• **Job**
Quote every line as given.

Records from a data collection:
/---
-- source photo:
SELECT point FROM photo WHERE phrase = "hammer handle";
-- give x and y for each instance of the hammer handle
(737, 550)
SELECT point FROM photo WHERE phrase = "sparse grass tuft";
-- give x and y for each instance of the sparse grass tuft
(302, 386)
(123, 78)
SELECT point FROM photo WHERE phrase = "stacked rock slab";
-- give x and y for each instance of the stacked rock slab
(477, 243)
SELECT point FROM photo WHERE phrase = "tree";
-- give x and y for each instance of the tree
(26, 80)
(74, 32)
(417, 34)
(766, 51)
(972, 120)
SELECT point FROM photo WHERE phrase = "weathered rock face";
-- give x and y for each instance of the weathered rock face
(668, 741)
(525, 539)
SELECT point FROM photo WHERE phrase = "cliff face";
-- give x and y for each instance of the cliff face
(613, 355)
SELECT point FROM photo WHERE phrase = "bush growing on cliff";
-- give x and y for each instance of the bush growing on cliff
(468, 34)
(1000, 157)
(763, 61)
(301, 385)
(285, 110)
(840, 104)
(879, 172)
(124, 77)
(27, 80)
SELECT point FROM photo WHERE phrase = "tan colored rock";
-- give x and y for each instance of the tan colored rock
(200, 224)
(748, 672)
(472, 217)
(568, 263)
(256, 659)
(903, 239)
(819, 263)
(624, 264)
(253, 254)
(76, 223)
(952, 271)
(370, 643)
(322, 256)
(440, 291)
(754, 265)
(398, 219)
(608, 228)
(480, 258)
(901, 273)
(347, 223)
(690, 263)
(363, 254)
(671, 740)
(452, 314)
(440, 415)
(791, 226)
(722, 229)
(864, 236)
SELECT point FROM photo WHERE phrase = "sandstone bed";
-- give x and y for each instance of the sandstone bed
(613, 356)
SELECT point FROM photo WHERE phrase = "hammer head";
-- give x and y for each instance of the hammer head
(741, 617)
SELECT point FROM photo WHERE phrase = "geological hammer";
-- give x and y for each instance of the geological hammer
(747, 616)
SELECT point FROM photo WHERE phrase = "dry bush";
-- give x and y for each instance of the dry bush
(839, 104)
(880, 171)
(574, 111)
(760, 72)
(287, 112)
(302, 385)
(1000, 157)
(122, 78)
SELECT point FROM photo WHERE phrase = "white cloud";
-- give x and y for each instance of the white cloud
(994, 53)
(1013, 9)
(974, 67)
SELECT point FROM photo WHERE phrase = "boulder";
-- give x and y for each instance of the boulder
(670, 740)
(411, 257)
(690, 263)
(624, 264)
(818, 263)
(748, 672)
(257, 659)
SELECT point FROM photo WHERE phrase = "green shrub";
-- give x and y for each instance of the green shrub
\---
• **Output for this exercise**
-- source photo:
SELECT point FROM photo WHERE phrase = "hammer handle";
-- give x and y for each instance of the hammer handle
(737, 550)
SELECT point FROM photo WHERE phrase = "sparse grass tuft";
-- give x and y for each instance of the sparse grass tuft
(302, 386)
(123, 78)
SELECT point FROM photo WHERE phrase = "stacked rock slab";
-- give x and y for each instance of the stacked rock slab
(477, 243)
SELECT point FROM photo WHERE phrase = "tree";
-- give x and y for each instance of the tree
(26, 80)
(74, 32)
(417, 34)
(766, 51)
(972, 120)
SELECT point FROM photo WHERE phrase = "weathered rock face";
-- give x and y for each instance of the weathered rock face
(668, 741)
(525, 539)
SELECT point FROM photo WHERE phrase = "cliff face";
-- give x and y for each instance of the cliff face
(613, 355)
SELECT point FROM photo WHERE phrase = "bush growing on cliff";
-- give x and y for each instance of the bush growing on cliff
(468, 34)
(1000, 157)
(763, 61)
(301, 385)
(285, 110)
(840, 104)
(879, 172)
(124, 77)
(27, 80)
SELECT point FROM photo WHERE phrase = "tan colored rock";
-- give x and y for each instance of the tan colored rock
(200, 224)
(748, 672)
(472, 217)
(568, 263)
(256, 659)
(903, 239)
(819, 263)
(624, 264)
(253, 254)
(76, 223)
(952, 271)
(370, 643)
(322, 256)
(440, 291)
(754, 265)
(398, 219)
(608, 228)
(480, 258)
(901, 273)
(347, 223)
(690, 263)
(363, 254)
(671, 740)
(452, 314)
(440, 415)
(791, 226)
(722, 229)
(864, 236)
SELECT point FROM photo WHERE phrase = "sandstone bed";
-- give x and y for each instance of the sandstone bed
(613, 356)
SELECT point FROM photo WHERE phrase = "hammer head";
-- give x and y for each instance of the hammer head
(741, 617)
SELECT point FROM photo WHERE phrase = "geological hammer";
-- give x and y for each instance of the geological hammer
(747, 616)
SELECT point FROM photo WHERE phrase = "dry bush";
-- give x and y for each instance of the dry bush
(839, 104)
(880, 171)
(574, 111)
(760, 72)
(287, 112)
(302, 385)
(1000, 157)
(122, 78)
SELECT point FROM photo WHERE phrase = "white cloud";
-- give x and y for each instance of the white cloud
(994, 53)
(1013, 9)
(974, 67)
SELECT point FROM photo WHERE phrase = "boulder";
-- give x and y for each instance of the boulder
(670, 740)
(411, 257)
(690, 263)
(624, 264)
(818, 263)
(748, 672)
(257, 659)
SELECT point FROM photo WHERE phrase = "green shrub";
-- give x and y for each instance of the green shrub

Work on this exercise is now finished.